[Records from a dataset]
******
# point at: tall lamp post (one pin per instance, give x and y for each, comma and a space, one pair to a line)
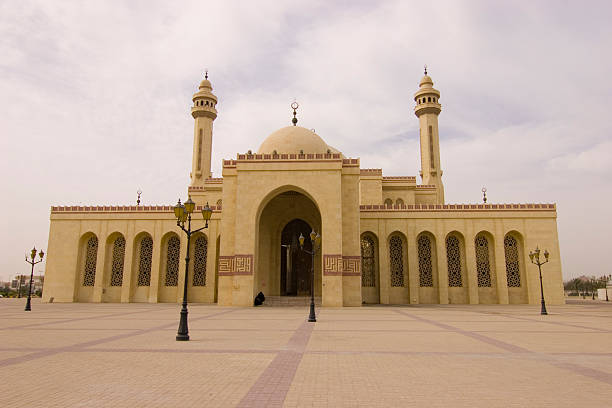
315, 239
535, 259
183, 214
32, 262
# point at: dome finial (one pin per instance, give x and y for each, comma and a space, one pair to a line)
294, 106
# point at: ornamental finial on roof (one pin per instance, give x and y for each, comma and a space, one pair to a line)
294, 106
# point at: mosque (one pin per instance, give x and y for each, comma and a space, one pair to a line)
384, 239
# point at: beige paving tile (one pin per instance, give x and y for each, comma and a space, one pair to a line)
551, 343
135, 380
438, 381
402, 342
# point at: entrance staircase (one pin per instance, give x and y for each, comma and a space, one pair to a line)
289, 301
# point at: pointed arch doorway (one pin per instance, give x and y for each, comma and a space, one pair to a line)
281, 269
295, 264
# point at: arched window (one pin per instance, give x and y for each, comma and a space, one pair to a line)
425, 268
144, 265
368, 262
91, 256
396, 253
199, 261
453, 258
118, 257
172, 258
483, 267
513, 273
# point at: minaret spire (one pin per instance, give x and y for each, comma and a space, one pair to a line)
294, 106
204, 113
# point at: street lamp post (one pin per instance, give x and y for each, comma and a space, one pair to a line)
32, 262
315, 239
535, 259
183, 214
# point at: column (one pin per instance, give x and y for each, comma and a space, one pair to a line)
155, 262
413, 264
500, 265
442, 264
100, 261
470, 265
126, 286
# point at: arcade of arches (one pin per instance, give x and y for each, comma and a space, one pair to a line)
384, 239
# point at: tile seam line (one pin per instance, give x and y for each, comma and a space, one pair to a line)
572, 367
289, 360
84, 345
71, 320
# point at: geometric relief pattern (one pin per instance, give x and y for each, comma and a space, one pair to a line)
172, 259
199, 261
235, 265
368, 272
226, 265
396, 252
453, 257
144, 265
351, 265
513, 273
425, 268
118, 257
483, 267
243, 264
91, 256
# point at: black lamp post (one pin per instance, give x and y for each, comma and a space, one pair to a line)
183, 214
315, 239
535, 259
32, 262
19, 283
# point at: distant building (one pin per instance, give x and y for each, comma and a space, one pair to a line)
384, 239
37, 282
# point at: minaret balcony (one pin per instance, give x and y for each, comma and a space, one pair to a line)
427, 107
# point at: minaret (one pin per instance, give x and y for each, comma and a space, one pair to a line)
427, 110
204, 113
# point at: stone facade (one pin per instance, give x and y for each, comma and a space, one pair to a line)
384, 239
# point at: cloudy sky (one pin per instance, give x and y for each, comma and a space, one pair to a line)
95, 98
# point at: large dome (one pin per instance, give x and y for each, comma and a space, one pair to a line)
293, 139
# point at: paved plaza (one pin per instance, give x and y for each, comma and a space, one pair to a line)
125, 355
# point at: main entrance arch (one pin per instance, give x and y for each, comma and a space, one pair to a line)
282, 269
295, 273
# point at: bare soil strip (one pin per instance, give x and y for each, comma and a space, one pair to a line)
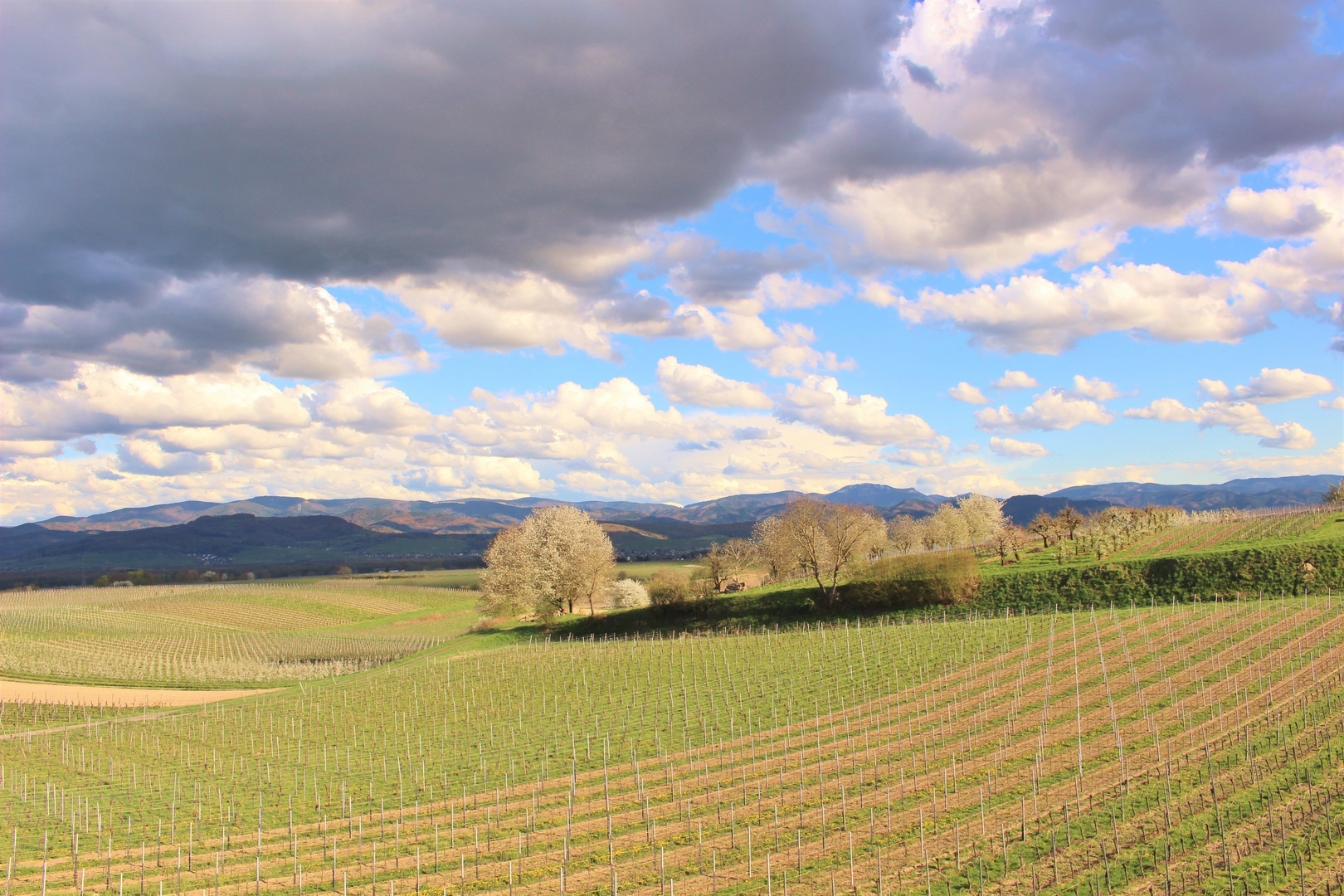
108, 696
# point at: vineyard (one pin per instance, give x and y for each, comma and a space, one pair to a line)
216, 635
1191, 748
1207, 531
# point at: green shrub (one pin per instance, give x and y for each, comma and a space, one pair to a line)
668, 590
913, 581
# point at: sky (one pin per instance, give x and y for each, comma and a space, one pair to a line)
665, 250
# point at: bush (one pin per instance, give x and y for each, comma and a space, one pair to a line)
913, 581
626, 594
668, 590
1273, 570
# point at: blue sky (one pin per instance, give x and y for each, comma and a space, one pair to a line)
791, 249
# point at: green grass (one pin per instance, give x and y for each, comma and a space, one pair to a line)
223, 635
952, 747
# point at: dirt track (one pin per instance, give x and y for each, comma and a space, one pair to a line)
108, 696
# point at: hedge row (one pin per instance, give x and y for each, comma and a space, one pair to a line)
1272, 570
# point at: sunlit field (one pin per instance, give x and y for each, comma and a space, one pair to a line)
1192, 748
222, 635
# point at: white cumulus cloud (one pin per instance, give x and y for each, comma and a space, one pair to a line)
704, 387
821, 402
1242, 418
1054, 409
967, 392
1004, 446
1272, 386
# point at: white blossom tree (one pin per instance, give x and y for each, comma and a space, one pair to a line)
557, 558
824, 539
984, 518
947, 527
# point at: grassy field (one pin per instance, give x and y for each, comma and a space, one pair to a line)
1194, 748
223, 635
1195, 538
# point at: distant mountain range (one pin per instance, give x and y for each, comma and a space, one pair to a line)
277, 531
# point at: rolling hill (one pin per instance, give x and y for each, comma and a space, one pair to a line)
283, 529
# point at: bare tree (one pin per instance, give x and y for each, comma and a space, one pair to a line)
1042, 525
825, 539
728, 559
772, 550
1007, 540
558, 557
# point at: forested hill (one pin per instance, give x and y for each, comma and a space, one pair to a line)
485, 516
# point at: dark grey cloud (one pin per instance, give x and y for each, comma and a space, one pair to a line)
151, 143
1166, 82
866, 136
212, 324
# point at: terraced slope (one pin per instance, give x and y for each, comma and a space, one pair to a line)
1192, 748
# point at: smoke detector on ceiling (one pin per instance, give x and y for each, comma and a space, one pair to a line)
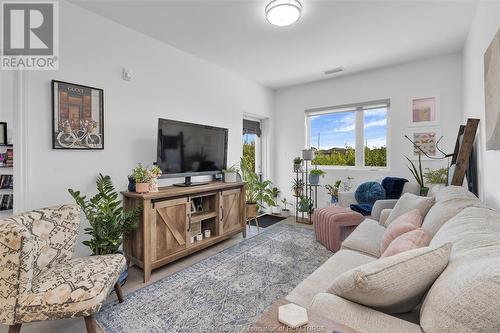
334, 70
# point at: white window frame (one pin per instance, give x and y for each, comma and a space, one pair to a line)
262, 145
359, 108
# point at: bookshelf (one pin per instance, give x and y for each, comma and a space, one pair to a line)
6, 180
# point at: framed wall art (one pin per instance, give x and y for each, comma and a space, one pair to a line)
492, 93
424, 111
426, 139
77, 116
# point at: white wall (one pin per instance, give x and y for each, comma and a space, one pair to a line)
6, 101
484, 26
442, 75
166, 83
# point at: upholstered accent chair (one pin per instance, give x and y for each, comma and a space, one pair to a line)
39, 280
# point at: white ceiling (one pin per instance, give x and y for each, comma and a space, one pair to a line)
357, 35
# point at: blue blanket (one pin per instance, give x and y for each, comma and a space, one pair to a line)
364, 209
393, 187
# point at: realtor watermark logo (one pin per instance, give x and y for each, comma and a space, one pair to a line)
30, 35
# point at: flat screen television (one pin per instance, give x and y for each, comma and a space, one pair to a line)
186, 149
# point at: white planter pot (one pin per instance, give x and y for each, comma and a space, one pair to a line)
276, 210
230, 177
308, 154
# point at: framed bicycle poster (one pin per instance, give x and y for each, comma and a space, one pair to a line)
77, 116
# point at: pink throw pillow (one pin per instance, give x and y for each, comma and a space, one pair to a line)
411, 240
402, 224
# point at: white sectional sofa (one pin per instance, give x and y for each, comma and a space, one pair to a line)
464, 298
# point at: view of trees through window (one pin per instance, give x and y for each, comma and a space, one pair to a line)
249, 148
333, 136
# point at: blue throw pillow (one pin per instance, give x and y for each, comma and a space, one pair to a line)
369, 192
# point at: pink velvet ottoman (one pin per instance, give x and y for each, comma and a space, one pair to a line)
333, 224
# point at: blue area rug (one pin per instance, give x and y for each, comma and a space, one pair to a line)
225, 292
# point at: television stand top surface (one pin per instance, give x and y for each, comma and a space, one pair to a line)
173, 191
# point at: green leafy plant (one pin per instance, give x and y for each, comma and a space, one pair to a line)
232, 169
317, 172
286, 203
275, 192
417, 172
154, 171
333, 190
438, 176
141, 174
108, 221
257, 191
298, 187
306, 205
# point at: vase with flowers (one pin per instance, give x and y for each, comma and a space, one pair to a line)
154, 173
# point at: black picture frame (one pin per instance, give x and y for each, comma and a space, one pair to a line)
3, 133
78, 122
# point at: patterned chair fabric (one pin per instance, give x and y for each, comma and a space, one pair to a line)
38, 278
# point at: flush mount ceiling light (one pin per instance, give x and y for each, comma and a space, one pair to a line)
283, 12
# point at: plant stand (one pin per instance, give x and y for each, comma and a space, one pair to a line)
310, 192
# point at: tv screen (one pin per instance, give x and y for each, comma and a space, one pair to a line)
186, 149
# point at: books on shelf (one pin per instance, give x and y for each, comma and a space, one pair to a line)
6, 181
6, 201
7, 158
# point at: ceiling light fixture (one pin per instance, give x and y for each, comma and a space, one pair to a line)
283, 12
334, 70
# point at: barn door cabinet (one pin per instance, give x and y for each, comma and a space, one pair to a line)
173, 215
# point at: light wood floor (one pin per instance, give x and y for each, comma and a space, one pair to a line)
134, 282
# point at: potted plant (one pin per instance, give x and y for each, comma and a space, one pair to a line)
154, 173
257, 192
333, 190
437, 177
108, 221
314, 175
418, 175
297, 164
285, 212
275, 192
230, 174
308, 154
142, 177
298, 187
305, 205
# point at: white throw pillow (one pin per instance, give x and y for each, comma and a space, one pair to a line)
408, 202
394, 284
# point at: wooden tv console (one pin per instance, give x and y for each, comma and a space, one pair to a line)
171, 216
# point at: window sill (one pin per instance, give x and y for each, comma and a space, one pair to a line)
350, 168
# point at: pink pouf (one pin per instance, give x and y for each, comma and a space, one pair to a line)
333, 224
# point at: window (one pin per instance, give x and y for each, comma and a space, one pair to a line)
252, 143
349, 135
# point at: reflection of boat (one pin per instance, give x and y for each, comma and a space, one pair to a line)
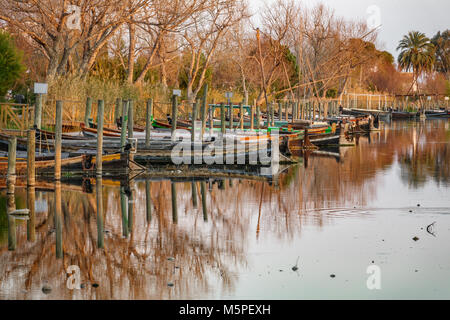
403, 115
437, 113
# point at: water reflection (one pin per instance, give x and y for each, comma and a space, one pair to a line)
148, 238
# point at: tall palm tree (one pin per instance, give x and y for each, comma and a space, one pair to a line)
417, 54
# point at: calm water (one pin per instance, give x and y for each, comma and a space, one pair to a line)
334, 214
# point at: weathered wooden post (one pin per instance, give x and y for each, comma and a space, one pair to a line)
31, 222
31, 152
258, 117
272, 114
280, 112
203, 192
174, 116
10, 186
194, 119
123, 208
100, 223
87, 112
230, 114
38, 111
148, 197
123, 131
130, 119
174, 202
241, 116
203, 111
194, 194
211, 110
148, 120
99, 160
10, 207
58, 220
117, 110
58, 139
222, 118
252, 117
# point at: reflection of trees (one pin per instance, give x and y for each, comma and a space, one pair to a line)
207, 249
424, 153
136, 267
******
Locate the line containing "# point at: ceiling" in the records above, then output it and every line after it through the last, excluding pictures.

> _RESULT FOR THIS TASK_
# point at: ceiling light fixture (one pin per instance, give x and y for each, comma and a space, one pair to a line)
283, 12
334, 70
# point at: barn door cabinet (one pin per instance, give x and y for each, comma and a space, one pair to a line)
173, 215
# point at: light wood floor (one pin per instance, give x and y for each, comma and a space, one pair to a line)
134, 282
# point at: potted plant (one pin per instance, give x and y for each, comma and a space, one pair to a line)
154, 173
257, 192
333, 190
437, 177
108, 221
314, 175
418, 175
297, 164
285, 212
275, 192
230, 174
308, 154
142, 177
298, 187
305, 205
# point at: white throw pillow (one pin per instance, give x and y for each, comma and a space, one pair to a line)
408, 202
394, 284
# point at: wooden tv console (one pin per instance, give x and y for each, comma and a space, one pair to a line)
171, 216
# point at: window sill (one pin per instance, give x and y for each, comma and a space, one pair to a line)
350, 168
# point at: pink pouf (one pin per instance, give x and y for each, comma and a space, one pair to a line)
333, 224
# point at: window (one pin per instance, give x and y for each, comma and a space, one pair to a line)
252, 143
349, 135
# point at: reflection of boat (one pin per instance, give x and y for each, comma and a space, one pair to a line)
403, 115
437, 113
# point at: water reflection (one pin per instance, give x and y for each, comma and a space, one pair to a line)
148, 238
# point at: tall palm tree (one pin per instance, give x and y for each, comma and a space, one pair to a line)
417, 54
# point at: calm water (one pin per instance, give x and y for each, comma and a space, one pair to a line)
334, 214
# point at: weathered wooden post (one pin per instance, give x and y for each, comma and a space, one pair to a line)
31, 222
31, 152
258, 117
272, 114
280, 112
203, 192
174, 116
10, 186
194, 119
123, 208
100, 223
87, 112
230, 114
38, 111
148, 197
123, 131
130, 119
174, 202
241, 116
203, 111
194, 194
211, 110
148, 120
99, 160
10, 207
58, 220
117, 110
58, 139
222, 118
252, 117
# point at: reflection of trees (one pin per instance, give x and y for each, comma and a space, one pair to a line)
207, 249
424, 153
136, 267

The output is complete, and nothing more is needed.